Exercise aim
Repeat the entries below with "truncated instances" swapped for "partially visible instances" wherever it appears, changing nothing else.

Provided records

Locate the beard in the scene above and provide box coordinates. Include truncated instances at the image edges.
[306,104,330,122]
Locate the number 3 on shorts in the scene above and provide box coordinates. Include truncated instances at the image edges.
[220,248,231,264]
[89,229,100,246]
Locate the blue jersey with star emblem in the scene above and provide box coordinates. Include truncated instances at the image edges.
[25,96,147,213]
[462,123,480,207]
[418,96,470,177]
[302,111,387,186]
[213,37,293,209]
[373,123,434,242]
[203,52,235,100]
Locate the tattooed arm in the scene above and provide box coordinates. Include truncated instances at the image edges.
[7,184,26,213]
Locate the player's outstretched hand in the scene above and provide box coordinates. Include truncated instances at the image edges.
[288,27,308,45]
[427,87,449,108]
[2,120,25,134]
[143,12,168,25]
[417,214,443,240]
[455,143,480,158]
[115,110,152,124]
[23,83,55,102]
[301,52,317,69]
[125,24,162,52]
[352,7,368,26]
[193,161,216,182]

Finished exercise
Locate the beard in the scene above and provide box coordinates. Include partially visible instances at the image edges.
[306,104,330,122]
Locate the number 3 on shorts in the scene above and provide box coordinates. Include partially visible instances at the image edges.
[220,248,231,264]
[89,229,100,246]
Locate the blue jersey with star emblem in the scene above and provide box coordinates. Include partially visible instances at the image edges.
[25,96,147,213]
[462,123,480,207]
[418,96,470,177]
[302,111,387,186]
[213,37,293,209]
[373,123,434,242]
[203,52,235,100]
Locate the tattooed arm in the scene above and provide box coordinates. Include partially visible instances at the image edges.
[7,184,26,213]
Locate the player's outstretched hand in the scene above and provide box coordinates. Include partially visible instances at the image edges.
[288,27,308,45]
[427,87,449,108]
[2,120,25,134]
[143,12,168,25]
[417,214,443,240]
[455,143,480,158]
[115,110,152,124]
[23,83,55,102]
[301,52,317,69]
[125,24,162,52]
[352,7,368,26]
[193,161,216,182]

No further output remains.